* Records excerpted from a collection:

------------------------------------------------------------

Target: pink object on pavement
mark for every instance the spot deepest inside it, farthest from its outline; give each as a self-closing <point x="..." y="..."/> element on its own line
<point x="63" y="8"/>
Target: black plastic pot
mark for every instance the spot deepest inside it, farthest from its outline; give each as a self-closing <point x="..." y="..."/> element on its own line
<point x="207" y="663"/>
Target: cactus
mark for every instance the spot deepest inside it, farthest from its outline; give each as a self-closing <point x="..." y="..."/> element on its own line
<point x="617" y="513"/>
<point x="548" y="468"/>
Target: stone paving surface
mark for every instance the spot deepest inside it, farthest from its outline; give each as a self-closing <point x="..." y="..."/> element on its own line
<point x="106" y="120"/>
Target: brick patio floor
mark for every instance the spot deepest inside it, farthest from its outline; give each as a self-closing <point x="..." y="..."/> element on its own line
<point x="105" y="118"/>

------------------------------------------------------------

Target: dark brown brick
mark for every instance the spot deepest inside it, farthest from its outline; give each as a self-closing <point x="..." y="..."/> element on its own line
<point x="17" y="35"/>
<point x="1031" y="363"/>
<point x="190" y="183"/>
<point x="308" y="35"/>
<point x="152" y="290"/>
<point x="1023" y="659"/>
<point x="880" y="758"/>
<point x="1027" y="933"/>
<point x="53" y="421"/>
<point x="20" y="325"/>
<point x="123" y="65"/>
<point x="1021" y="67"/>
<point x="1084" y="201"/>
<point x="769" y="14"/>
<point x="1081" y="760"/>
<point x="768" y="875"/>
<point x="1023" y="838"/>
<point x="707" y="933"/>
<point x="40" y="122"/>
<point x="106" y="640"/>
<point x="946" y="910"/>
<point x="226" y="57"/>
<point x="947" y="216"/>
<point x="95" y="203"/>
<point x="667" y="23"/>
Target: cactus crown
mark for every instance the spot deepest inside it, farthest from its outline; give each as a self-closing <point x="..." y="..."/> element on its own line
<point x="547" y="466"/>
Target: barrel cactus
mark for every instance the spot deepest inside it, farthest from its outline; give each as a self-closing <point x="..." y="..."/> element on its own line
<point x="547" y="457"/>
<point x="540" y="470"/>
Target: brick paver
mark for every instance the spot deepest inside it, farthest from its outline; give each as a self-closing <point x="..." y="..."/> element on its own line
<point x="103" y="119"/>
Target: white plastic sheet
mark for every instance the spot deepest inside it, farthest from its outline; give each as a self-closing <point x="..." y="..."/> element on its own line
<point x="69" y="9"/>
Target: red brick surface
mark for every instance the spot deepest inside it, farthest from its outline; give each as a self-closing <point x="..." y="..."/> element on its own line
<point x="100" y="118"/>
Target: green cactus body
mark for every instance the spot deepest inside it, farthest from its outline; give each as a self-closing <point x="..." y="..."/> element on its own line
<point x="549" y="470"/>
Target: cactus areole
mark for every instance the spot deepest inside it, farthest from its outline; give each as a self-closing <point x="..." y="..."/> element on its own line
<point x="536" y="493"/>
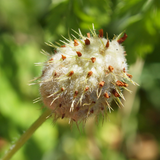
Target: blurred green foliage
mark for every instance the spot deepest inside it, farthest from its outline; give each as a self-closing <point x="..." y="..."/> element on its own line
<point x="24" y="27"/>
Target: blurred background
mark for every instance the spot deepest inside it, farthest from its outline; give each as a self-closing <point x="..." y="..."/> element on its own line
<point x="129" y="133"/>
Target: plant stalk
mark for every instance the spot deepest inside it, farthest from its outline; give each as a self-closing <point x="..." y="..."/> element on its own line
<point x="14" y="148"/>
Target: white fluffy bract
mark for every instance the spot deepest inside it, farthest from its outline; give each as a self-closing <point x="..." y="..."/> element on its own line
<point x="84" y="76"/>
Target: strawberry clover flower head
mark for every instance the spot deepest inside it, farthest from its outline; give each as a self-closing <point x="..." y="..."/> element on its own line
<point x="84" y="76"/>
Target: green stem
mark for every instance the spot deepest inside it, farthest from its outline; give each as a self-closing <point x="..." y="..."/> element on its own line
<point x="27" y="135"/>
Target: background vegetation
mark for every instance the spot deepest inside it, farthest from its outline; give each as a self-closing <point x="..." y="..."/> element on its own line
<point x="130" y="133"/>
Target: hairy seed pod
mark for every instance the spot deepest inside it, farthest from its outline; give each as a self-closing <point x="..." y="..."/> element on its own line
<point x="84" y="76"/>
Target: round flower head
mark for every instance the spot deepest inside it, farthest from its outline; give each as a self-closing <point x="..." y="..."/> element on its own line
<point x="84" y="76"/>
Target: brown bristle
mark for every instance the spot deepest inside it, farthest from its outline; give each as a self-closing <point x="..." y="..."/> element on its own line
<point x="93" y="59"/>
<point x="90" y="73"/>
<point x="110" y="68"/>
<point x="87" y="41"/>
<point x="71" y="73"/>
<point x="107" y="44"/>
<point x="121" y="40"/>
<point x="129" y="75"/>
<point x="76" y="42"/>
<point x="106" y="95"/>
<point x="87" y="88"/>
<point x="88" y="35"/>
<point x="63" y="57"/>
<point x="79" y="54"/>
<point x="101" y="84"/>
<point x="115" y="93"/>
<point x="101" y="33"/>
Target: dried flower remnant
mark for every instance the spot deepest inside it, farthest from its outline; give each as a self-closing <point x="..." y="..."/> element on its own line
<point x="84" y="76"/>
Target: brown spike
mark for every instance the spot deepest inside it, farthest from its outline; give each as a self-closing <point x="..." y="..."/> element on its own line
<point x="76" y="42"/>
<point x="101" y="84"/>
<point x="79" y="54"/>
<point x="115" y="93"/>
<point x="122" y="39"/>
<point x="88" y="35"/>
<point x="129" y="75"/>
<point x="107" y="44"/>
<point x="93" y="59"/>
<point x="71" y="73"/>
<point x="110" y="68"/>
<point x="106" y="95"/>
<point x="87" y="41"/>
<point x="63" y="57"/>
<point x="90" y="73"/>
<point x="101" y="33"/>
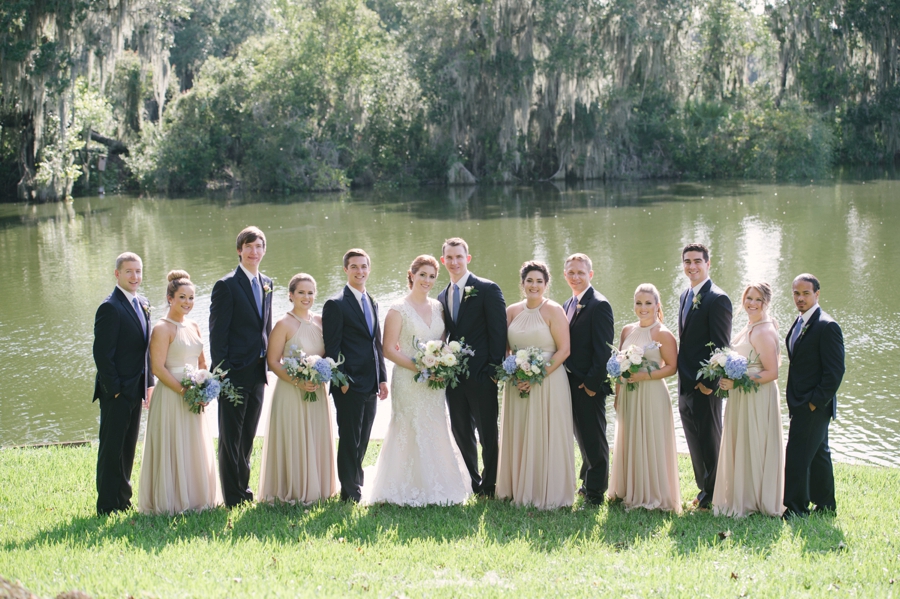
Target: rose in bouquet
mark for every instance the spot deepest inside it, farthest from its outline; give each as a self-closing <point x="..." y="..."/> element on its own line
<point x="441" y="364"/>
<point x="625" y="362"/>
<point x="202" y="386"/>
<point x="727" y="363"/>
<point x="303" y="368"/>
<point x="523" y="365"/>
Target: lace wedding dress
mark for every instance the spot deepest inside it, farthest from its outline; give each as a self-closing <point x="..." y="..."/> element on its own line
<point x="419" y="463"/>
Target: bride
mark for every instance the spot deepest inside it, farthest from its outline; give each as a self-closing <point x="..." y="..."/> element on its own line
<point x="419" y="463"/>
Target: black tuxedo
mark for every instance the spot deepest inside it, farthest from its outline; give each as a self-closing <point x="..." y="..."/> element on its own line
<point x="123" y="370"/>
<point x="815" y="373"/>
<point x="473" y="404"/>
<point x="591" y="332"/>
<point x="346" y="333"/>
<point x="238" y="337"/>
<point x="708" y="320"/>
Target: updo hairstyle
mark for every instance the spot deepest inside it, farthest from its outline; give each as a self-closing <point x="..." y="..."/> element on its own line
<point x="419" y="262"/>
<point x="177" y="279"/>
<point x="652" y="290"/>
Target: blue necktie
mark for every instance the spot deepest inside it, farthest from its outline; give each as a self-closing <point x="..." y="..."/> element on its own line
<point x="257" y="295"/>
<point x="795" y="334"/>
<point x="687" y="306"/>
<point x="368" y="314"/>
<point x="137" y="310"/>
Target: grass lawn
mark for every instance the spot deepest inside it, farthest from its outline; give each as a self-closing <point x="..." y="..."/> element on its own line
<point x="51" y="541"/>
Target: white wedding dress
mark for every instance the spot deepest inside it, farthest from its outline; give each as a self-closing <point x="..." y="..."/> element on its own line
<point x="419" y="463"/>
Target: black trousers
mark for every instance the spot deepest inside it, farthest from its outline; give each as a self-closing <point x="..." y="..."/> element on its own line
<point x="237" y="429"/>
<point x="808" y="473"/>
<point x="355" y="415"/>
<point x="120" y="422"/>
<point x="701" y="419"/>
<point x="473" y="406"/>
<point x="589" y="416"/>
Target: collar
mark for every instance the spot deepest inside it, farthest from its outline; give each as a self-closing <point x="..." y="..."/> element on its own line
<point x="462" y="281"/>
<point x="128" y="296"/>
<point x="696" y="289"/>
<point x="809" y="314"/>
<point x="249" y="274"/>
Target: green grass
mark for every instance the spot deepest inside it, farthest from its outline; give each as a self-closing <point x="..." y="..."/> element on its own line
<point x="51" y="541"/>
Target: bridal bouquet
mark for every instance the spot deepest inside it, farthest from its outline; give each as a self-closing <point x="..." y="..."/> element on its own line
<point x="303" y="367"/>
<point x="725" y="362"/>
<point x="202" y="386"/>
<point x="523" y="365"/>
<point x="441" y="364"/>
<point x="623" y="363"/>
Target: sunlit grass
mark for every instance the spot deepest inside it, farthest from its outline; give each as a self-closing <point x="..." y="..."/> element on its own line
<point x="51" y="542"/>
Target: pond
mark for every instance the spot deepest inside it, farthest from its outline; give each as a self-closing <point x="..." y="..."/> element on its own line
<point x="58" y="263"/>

------------------------------------------------------------

* Activity: Whenever a line above includes the string "brick", copy it.

* Task answer:
Target: brick patio floor
Target: dark brown brick
Target: brick paver
Target: red brick surface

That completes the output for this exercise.